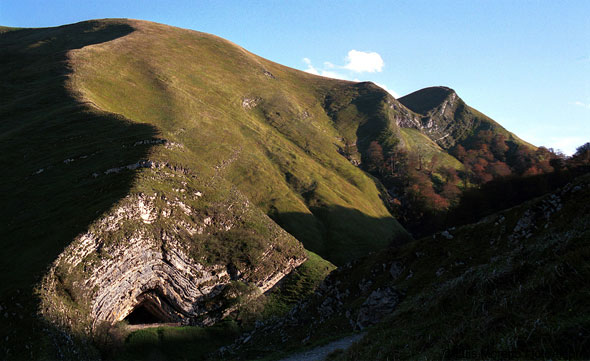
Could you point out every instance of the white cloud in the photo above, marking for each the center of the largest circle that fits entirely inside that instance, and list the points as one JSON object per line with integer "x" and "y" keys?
{"x": 361, "y": 62}
{"x": 333, "y": 74}
{"x": 390, "y": 91}
{"x": 356, "y": 62}
{"x": 581, "y": 104}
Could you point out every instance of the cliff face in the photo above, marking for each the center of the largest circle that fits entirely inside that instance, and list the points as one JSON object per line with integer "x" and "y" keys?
{"x": 161, "y": 253}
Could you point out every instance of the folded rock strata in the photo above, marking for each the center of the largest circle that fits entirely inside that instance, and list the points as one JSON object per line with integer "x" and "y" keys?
{"x": 154, "y": 253}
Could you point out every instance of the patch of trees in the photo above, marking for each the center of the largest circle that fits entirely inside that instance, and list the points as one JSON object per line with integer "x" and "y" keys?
{"x": 426, "y": 195}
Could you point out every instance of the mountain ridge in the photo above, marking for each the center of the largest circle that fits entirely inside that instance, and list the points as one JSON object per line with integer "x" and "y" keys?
{"x": 132, "y": 143}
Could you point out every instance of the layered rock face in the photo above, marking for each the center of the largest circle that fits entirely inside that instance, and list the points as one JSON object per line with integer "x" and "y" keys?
{"x": 444, "y": 117}
{"x": 156, "y": 254}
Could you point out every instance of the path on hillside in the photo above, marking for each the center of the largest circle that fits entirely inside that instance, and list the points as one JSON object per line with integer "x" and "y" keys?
{"x": 320, "y": 352}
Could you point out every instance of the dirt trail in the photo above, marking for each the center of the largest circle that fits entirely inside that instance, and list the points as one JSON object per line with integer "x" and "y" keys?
{"x": 320, "y": 353}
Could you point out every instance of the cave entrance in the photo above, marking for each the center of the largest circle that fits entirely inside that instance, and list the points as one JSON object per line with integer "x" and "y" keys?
{"x": 142, "y": 315}
{"x": 150, "y": 309}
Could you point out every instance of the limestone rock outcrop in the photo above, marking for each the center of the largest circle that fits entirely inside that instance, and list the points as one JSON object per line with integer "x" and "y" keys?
{"x": 158, "y": 253}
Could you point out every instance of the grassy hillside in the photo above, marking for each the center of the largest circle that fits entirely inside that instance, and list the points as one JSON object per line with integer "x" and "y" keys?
{"x": 511, "y": 286}
{"x": 260, "y": 122}
{"x": 86, "y": 106}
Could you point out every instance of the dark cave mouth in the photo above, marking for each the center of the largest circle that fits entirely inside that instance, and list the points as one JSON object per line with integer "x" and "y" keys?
{"x": 143, "y": 315}
{"x": 152, "y": 309}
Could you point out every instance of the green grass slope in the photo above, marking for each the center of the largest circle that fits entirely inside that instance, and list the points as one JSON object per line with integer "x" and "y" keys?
{"x": 81, "y": 104}
{"x": 512, "y": 286}
{"x": 261, "y": 122}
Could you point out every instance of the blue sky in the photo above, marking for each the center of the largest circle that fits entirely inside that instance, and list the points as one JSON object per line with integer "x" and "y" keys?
{"x": 524, "y": 63}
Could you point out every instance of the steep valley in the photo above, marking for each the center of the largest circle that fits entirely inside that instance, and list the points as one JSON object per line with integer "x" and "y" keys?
{"x": 161, "y": 175}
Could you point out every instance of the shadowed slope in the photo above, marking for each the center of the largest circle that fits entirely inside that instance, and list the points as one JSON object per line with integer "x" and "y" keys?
{"x": 259, "y": 124}
{"x": 50, "y": 145}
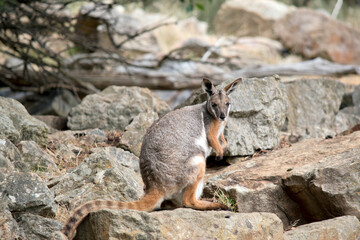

- - -

» Problem
Every line above gets copied exactly; none of the pictures do.

» Solution to the exercise
Could you point out every instance of the white cloud in the photo above, marking for each the center of the largest circle that fits entirely inside that instance, and list the points as one JSON object per line with integer "x" and "y" keys?
{"x": 361, "y": 62}
{"x": 333, "y": 74}
{"x": 390, "y": 91}
{"x": 356, "y": 62}
{"x": 581, "y": 104}
Could you point out every instance of the cliff face in the photo above, marking for each the center of the largest circle that fits entirely inside that instance, and list the points as one JSON object per line with integer "x" and "y" keys?
{"x": 161, "y": 253}
Could you point out every instance of the folded rock strata in the photo above, marking for each the center of the largest circle that fits entirely inside that instance, and list the points as one JSON object per line with integer "x" and "y" keys?
{"x": 154, "y": 253}
Could you point out every instance of the patch of trees in the photo above, marking for each the center of the largest circle that fits entirely inside that instance, and list the points as one JSON object per line with integer "x" and "y" keys?
{"x": 426, "y": 195}
Could you point out every instance of the mountain ridge in the photo above, marking for each the center of the largest circle that fits entirely inside that instance, and list the points as one JSON object per line with integer "x" and "y" keys?
{"x": 132, "y": 143}
Could you point out every instance of the layered rock face in the photo above, marking for each the center of the largest circle that fits entirely inside that instance, and list the points as one JSON object per line with integer "x" and "y" keys?
{"x": 444, "y": 117}
{"x": 156, "y": 254}
Could you point out every instance of the path on hillside in the photo above, marking for each the center of the largest circle that fits entirely inside that instance, and list the points as one JSON object per line with integer "x" and "y" keys?
{"x": 320, "y": 352}
Could you point out every instance of the dirt trail in the photo above, marking for each the center of the largest circle that fits entirely inside that instance, and list the points as one JSON object per line with integer "x" and "y" keys?
{"x": 320, "y": 353}
Could you point out every instance of the cave entrance in the photo above, marking for each the center of the largest circle that fits entirely inside that instance, and list the points as one JSON object per line with integer "x" and "y" keys?
{"x": 142, "y": 315}
{"x": 150, "y": 309}
Could you point out every instance of the limestone rock outcrop in the photo above, marking for each the center of the largest circle that fits entirely inside that instance, and list the points as one JSON object per line with integer "x" and "y" keys?
{"x": 158, "y": 253}
Could you point out every instance of the grassy hillside in the photo above, marking for each the center of the largest circle that fits entirely inside that instance, and list the points as one JSON object per line with integer "x" and "y" keys?
{"x": 511, "y": 286}
{"x": 260, "y": 122}
{"x": 86, "y": 106}
Could you point out every instance of the dark cave mouth in the photo above, marking for each the center of the largest circle that fits entirely inside that instance, and list the points as one JSON object per line with integer "x" and "y" keys?
{"x": 143, "y": 315}
{"x": 152, "y": 309}
Could you point out every instance of the green grass slope in the photo above, marking for each the center of the largest circle that fits entirely inside that instance, and list the points as one JSON object per line with integer "x" and "y" keys?
{"x": 81, "y": 104}
{"x": 512, "y": 286}
{"x": 261, "y": 122}
Could you point out every instance of the blue sky in the photo above, marking for each the center of the largest circle that fits entirely inside that instance, and list the points as one JSON object per line with integer "x" and "y" keys?
{"x": 524, "y": 63}
Could you point out every instance of the steep valley in the photo above, marking for each the center of the largest circle that fits entirely inside that instance, and list the points as one JSON object per line with integer "x" and "y" keys?
{"x": 161, "y": 175}
Could you point out every instance of the shadowed slope in the photo above, marking for each the center of the largest circle that fits entirely inside that instance, and list the points as one JSON object per line with integer "x" and "y" keys?
{"x": 259, "y": 124}
{"x": 50, "y": 145}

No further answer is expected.